▶ Text section:
------------------------------------------------
3 Food For Thought
By Angela Bekiaris
Yep, it’s time to eat for your body and your brain. Include theses five foods into your diet to boost your grey matter.
1. Blueberries: These deliver anthocyanins, a group of plant compounds with anti-inflammatory and antioxidant effects, which act against both oxidative stress and inflammation, conditions that may contribute to brain ageing and neurodegenerative diseases.
2. Broccoli: With powerful plant compounds, including antioxidants, as well as being high in vitamin K, experts say it’s essential for forming sphingolipids, a type of fat that’s densely packed into brain cells. Studies have also linked a higher vitamin K intake in older adults to better memory.
3. Pumpkin Seeds: They contain powerful antioxidants that protect the body and brain from free radical damage. Plus they’re an excellent source of magnesium, iron, zinc and copper, all of which are great for brain health.
Work(Out) Your Way Away From Depression
While we are in the most wonderful time of the year, it is also, without a doubt, the most stressful time, too. “Exercise stimulates the release of many of the brain chemicals thought to be in low supply when someone is battling depression,” explains David Muzina, MD, the founding director of the Cleveland Clinic Centre for Mood Disorders Treatment and Research. Here are some fabulous exercises to do to ease you. But don’t stop in the holidays – make this a lifestyle for a happier and healthier 2019.
1. Run: All aerobic and cardio exercises boost your mood. Running will clear your mind, and release endorphins – little chemicals which interact with the receptors in your brain, triggering a positive feeling in the body.
2. Yoga: Studies have shown that yoga can significantly decrease depression. “[It] can have a wonderful antidepressant effect in that it improves flexibility; involves mindfulness, which breaks up repetitive negative thoughts; increases strength; makes you aware of your breathing; improves balance; and contains a meditative component,” says Norman E. Rosenthal, MD, a clinical professor of psychiatry at the Georgetown University School of Medicine.
3. Play Outside: Being outdoors – gardening, walking, or playing – will stimulate your serotonin levels (drops in serotonin during the darker, colder months have been linked to seasonal affective disorder, aka SAD).
------------------------------------------------
▶ Dataset extract:
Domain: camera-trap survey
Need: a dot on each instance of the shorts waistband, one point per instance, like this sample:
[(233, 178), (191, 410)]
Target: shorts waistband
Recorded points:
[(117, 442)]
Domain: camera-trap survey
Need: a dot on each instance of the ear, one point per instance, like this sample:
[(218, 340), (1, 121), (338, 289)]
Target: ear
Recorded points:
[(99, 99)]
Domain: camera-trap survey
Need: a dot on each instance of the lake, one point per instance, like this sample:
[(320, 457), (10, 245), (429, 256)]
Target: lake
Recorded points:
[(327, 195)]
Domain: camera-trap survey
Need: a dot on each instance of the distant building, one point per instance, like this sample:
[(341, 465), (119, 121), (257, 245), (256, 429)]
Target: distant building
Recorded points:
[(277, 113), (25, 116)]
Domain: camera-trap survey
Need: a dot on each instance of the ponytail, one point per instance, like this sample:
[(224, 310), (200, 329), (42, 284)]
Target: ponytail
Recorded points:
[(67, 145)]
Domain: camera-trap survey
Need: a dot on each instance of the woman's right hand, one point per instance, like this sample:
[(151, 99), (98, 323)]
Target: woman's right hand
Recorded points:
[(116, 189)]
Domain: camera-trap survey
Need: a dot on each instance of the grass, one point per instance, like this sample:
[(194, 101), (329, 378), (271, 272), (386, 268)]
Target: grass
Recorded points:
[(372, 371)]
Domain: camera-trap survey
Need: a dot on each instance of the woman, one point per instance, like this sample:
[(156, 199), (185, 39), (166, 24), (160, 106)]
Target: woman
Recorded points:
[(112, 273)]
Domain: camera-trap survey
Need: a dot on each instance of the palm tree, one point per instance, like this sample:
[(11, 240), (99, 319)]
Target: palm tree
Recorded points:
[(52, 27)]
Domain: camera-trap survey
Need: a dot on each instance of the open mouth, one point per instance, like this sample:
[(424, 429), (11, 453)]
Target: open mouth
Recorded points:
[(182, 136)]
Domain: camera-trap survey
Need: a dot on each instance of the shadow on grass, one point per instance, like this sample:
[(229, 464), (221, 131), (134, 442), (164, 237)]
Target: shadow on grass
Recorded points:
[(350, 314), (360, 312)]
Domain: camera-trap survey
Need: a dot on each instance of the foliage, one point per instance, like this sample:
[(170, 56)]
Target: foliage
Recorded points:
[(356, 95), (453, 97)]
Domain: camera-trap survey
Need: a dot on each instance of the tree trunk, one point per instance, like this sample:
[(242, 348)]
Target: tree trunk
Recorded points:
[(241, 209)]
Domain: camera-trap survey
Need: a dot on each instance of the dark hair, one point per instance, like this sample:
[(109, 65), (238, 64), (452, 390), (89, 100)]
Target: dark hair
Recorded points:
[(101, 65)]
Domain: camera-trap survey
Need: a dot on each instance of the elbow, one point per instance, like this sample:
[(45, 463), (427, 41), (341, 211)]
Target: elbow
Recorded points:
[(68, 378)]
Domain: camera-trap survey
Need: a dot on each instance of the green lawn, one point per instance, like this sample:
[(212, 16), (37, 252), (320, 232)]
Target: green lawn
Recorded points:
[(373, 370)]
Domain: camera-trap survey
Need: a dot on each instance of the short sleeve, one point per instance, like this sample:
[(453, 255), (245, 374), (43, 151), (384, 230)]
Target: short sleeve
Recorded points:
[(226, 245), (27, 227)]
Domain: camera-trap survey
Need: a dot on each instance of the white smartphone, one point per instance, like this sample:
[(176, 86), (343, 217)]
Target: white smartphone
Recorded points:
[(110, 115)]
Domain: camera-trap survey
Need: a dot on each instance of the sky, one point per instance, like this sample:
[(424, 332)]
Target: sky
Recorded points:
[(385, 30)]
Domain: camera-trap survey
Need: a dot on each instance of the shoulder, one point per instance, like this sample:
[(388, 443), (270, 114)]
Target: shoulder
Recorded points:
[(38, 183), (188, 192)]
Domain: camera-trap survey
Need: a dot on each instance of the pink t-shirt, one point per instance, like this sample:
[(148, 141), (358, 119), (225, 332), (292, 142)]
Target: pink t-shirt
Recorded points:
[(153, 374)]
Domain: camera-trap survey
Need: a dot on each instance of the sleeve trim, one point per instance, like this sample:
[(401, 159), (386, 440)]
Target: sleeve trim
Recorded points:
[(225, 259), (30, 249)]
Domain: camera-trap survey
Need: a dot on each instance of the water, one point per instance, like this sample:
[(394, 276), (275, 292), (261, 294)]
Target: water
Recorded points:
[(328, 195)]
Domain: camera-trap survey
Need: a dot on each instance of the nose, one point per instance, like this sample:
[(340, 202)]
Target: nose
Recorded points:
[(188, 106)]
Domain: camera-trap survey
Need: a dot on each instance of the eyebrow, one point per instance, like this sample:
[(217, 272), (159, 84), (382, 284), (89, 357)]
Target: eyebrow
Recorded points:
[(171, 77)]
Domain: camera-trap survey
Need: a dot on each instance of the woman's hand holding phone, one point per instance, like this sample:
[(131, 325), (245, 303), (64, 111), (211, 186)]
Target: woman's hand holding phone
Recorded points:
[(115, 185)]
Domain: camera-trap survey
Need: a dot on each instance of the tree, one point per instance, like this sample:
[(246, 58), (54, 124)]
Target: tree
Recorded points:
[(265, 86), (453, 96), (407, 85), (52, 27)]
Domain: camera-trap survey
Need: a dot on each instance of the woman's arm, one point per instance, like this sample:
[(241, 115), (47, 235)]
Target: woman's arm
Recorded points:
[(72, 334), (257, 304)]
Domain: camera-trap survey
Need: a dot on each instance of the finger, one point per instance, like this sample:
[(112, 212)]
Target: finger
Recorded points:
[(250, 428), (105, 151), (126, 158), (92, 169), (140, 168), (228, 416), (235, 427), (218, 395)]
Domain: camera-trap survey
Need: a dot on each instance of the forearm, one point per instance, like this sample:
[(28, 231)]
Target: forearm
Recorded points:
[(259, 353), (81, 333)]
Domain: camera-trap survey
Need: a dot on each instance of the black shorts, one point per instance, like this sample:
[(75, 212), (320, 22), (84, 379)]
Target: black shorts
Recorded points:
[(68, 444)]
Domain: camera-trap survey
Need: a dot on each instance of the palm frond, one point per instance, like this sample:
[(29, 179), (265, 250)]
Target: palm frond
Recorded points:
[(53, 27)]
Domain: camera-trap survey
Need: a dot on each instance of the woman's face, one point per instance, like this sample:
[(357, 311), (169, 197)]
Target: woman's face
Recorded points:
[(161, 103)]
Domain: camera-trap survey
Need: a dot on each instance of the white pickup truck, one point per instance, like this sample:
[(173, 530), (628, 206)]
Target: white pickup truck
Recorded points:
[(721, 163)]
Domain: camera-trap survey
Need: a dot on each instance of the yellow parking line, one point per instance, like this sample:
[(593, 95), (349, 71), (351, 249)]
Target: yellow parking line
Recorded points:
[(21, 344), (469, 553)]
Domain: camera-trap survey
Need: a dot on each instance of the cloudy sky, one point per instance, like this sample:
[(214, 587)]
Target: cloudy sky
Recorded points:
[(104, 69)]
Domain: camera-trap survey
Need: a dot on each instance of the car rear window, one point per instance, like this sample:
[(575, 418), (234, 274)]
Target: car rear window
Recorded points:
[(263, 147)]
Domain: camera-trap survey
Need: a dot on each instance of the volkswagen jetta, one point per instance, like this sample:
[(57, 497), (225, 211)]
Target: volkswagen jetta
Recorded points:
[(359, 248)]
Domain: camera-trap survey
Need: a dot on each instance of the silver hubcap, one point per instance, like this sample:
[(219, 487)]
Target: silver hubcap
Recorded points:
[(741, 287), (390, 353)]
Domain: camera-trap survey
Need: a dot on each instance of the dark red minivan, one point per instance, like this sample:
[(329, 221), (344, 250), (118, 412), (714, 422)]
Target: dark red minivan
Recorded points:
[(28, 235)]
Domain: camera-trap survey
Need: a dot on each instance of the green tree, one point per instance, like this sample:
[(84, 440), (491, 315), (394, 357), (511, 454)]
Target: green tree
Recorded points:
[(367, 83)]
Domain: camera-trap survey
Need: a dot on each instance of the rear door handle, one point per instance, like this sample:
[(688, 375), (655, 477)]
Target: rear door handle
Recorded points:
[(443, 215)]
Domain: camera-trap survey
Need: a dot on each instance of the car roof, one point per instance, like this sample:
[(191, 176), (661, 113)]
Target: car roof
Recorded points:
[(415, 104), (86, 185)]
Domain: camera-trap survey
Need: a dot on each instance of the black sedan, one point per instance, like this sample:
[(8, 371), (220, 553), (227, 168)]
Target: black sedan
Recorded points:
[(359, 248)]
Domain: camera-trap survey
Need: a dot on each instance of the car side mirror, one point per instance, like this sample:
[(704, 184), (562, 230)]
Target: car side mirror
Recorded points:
------------------------------------------------
▶ Activities:
(a) According to the brain-health article, which four minerals are pumpkin seeds an excellent source of?
(b) Set down the part of the brain-health article between "1. Run: All" and "School of Medicine.", inclusive, without changing any wording.

▶ Task answers:
(a) Magnesium, iron, zinc and copper.

(b)
1. Run: All aerobic and cardio exercises boost your mood. Running will clear your mind, and release endorphins – little chemicals which interact with the receptors in your brain, triggering a positive feeling in the body.
2. Yoga: Studies have shown that yoga can significantly decrease depression. “[It] can have a wonderful antidepressant effect in that it improves flexibility; involves mindfulness, which breaks up repetitive negative thoughts; increases strength; makes you aware of your breathing; improves balance; and contains a meditative component,” says Norman E. Rosenthal, MD, a clinical professor of psychiatry at the Georgetown University School of Medicine.